TASK TO COMPLETE:
Put everything from the start of the records down to the line containing "[(394, 157)]", inclusive, into a JSON list of strings with one string per line and no blank lines. Leave the pictures out of the answer.

═════ TASK INPUTS

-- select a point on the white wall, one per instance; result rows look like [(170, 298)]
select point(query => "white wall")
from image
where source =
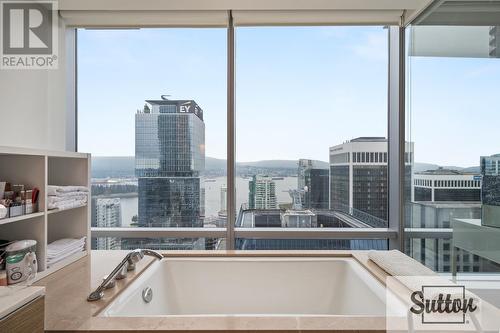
[(36, 106)]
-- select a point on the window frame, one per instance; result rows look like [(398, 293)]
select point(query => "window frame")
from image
[(394, 157)]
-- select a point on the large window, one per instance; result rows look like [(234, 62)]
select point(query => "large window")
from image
[(311, 143), (452, 120), (152, 112), (311, 129)]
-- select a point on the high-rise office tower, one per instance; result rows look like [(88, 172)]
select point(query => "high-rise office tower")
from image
[(262, 193), (106, 213), (304, 165), (490, 191), (223, 200), (316, 188), (494, 42), (439, 197), (358, 176), (169, 161), (446, 185)]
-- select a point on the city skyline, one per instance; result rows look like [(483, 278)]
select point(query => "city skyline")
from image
[(331, 68)]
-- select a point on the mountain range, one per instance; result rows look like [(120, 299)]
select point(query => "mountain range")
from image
[(124, 166)]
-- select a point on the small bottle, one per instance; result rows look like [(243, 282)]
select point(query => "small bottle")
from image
[(3, 278)]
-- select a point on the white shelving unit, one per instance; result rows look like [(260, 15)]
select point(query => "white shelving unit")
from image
[(39, 168)]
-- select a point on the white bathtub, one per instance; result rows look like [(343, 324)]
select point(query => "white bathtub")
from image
[(252, 286)]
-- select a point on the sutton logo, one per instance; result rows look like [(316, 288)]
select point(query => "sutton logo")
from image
[(29, 34), (444, 305)]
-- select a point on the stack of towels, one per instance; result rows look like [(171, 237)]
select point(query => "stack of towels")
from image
[(64, 248), (66, 197)]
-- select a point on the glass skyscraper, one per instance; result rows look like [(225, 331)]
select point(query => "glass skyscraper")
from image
[(169, 163)]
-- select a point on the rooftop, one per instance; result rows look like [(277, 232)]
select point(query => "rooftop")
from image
[(443, 171), (369, 139)]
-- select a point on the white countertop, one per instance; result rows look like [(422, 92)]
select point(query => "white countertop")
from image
[(12, 298)]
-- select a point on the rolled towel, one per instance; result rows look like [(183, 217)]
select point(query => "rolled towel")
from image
[(54, 199), (413, 274), (55, 189)]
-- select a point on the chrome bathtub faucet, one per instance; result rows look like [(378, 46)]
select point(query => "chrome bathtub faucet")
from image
[(120, 271)]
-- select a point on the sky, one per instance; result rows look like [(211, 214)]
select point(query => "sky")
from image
[(299, 90)]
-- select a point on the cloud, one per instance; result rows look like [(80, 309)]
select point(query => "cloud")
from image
[(374, 46)]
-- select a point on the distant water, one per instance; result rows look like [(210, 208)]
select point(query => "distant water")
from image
[(212, 196)]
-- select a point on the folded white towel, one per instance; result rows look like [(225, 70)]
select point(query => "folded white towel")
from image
[(59, 198), (64, 248), (55, 189), (413, 274)]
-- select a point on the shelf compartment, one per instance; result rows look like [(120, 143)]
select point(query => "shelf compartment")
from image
[(21, 218)]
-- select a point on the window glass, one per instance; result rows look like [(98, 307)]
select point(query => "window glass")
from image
[(307, 98), (152, 112)]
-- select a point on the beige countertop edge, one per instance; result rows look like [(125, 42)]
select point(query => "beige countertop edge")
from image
[(67, 308)]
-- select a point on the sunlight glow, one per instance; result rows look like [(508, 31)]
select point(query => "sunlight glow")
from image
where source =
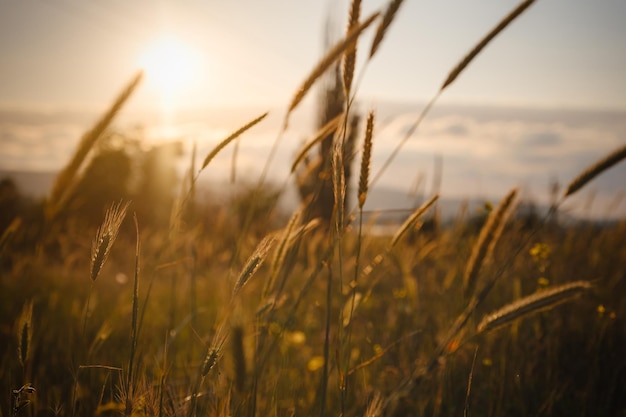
[(171, 68)]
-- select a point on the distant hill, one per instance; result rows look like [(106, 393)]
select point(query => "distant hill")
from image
[(31, 184)]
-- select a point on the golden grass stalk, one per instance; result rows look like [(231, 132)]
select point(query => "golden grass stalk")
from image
[(321, 134), (105, 237), (487, 239), (539, 301), (25, 333), (64, 180), (408, 223), (10, 231), (366, 160), (349, 58), (254, 262), (329, 59), (239, 357), (134, 333), (375, 408), (339, 182), (592, 171), (229, 139), (279, 254), (488, 38), (390, 14)]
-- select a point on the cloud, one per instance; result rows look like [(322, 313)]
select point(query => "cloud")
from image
[(485, 151)]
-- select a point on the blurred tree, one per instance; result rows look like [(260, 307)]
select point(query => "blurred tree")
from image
[(314, 178), (105, 180), (156, 183)]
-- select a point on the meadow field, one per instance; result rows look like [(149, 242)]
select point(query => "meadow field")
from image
[(119, 298)]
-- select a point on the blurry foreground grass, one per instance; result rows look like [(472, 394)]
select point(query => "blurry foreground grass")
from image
[(178, 308)]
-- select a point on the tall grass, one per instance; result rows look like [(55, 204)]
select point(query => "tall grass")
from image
[(321, 318)]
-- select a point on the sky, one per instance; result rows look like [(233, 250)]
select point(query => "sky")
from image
[(543, 100), (74, 53)]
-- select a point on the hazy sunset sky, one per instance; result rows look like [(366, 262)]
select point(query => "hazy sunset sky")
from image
[(78, 54), (544, 100)]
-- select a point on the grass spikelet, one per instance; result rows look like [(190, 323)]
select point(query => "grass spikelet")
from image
[(64, 180), (411, 220), (229, 139), (366, 160), (25, 332), (321, 134), (375, 407), (592, 171), (105, 237), (390, 14), (540, 301), (487, 239), (279, 255), (331, 56), (339, 182), (254, 262), (349, 58), (488, 38)]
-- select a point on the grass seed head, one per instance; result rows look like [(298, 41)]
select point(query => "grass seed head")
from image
[(105, 237)]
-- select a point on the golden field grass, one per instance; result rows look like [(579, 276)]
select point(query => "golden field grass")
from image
[(239, 309)]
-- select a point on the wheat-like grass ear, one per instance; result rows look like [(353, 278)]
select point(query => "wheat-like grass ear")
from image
[(390, 14), (229, 139), (329, 59), (534, 303), (487, 239), (594, 170), (366, 160), (485, 41), (65, 179), (105, 237), (254, 262)]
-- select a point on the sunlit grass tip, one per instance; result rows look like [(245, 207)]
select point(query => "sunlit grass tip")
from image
[(106, 235), (540, 301)]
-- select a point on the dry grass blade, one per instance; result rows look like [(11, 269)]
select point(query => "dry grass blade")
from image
[(239, 357), (366, 160), (279, 255), (339, 182), (540, 301), (479, 47), (331, 56), (375, 407), (25, 332), (595, 169), (408, 223), (66, 177), (106, 235), (229, 139), (349, 58), (390, 14), (254, 262), (489, 235), (321, 134)]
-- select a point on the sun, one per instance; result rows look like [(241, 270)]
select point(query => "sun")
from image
[(170, 66)]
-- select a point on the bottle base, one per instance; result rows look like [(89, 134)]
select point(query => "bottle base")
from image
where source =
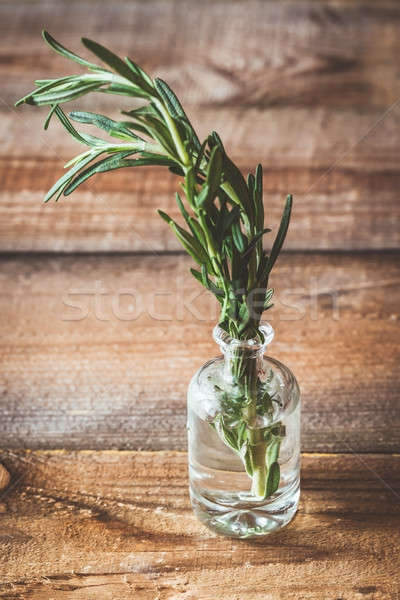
[(246, 523)]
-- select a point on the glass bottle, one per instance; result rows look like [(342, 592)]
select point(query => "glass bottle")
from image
[(244, 439)]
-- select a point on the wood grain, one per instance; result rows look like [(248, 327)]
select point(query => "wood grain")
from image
[(309, 89), (336, 54), (103, 525), (82, 368), (344, 199)]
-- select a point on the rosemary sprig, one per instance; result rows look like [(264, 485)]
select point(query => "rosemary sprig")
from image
[(223, 215)]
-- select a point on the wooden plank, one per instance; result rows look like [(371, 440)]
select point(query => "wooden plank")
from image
[(343, 199), (102, 525), (97, 351), (257, 53), (302, 87)]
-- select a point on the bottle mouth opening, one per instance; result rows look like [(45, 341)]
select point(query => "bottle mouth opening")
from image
[(225, 341)]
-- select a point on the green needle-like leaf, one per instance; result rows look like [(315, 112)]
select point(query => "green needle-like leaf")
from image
[(223, 213)]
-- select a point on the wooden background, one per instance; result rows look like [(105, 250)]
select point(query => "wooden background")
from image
[(102, 326)]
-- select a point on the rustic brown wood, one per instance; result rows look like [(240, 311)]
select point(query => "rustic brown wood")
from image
[(343, 199), (102, 525), (86, 371), (4, 477), (223, 53), (302, 87)]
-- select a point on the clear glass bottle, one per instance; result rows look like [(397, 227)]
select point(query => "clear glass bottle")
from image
[(244, 439)]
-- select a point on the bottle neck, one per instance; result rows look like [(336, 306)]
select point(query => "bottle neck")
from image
[(243, 358)]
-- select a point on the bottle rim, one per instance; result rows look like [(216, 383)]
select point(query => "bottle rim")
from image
[(225, 341)]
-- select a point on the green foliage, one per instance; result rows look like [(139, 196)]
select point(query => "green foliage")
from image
[(223, 213)]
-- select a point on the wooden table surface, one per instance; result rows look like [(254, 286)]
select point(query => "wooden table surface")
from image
[(102, 326)]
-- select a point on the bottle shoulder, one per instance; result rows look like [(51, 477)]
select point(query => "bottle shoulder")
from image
[(208, 388)]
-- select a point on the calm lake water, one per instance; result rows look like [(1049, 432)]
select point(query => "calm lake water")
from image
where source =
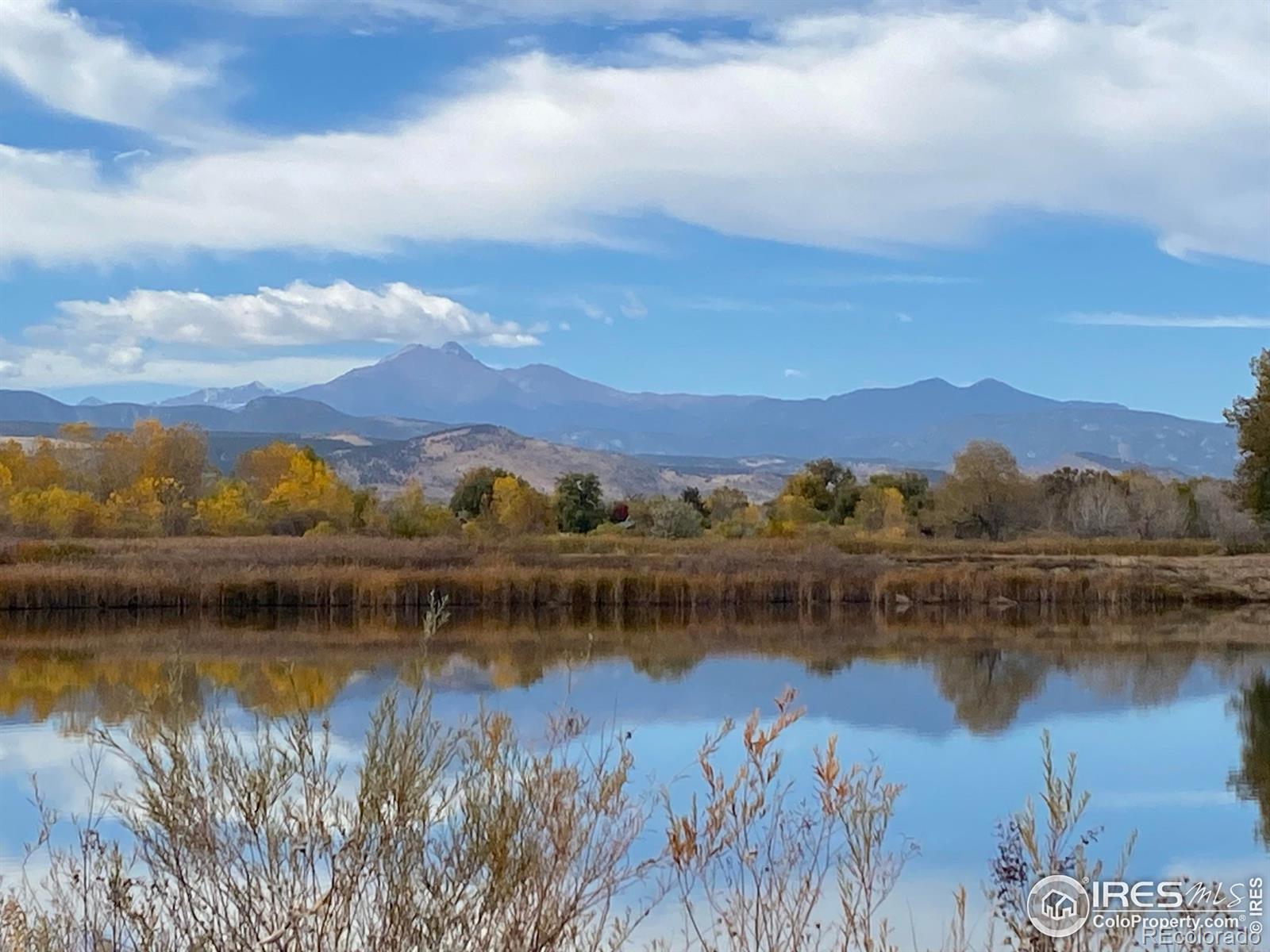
[(1170, 719)]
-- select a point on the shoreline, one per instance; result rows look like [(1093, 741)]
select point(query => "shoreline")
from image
[(368, 574)]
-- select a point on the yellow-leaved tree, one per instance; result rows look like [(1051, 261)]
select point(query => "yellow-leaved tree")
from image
[(520, 508), (880, 511), (55, 512), (228, 511), (311, 486)]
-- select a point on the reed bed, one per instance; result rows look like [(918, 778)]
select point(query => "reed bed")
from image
[(239, 575)]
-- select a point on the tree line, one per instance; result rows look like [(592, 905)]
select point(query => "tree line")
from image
[(154, 482)]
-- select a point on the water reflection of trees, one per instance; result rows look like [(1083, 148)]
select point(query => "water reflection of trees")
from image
[(987, 687), (83, 689), (987, 676), (1253, 780)]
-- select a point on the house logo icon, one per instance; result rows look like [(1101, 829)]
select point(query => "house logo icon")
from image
[(1058, 907)]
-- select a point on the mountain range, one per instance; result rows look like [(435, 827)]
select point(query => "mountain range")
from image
[(266, 414), (422, 390), (921, 423)]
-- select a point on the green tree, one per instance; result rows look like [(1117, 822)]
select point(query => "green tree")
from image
[(1251, 416), (410, 516), (724, 503), (673, 518), (914, 486), (475, 492), (986, 494), (579, 501), (692, 497), (826, 486)]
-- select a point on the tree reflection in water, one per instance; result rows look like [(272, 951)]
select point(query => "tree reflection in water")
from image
[(1253, 780)]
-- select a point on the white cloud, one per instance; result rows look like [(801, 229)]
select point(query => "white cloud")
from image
[(591, 310), (1147, 321), (296, 315), (183, 336), (44, 367), (856, 131), (60, 59)]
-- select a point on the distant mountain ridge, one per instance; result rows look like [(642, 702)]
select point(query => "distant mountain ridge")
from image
[(921, 423), (225, 397), (437, 460), (268, 414), (422, 390)]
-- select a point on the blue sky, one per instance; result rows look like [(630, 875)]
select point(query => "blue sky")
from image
[(722, 196)]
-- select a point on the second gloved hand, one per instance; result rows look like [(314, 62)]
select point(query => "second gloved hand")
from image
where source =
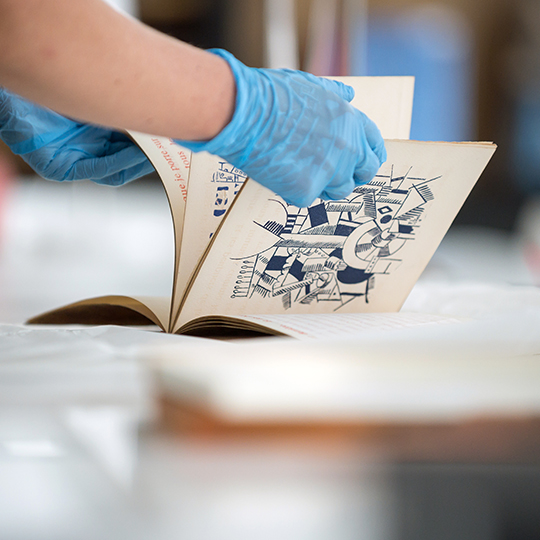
[(59, 148), (297, 135)]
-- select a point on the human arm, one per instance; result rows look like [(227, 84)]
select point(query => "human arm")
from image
[(87, 61), (290, 131)]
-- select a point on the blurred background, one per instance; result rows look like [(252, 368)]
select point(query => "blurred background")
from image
[(81, 452), (476, 66)]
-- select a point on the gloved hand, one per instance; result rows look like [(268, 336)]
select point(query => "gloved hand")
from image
[(297, 134), (59, 148)]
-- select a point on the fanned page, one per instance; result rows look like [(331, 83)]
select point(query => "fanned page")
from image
[(201, 188), (330, 325), (173, 165), (360, 254)]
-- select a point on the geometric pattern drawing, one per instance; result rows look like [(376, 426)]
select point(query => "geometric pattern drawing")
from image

══════════

FINISHED TASK:
[
  "-- select a point on the white wall, one per instance; result rows look like [(170, 298)]",
  "select point(query => \"white wall\")",
  "from image",
  "where source =",
  "[(36, 106)]",
  "-- select a point on the window frame, one per instance; result rows look like [(398, 293)]",
  "select point(query => \"window frame\")",
  "from image",
  "[(394, 157)]"
]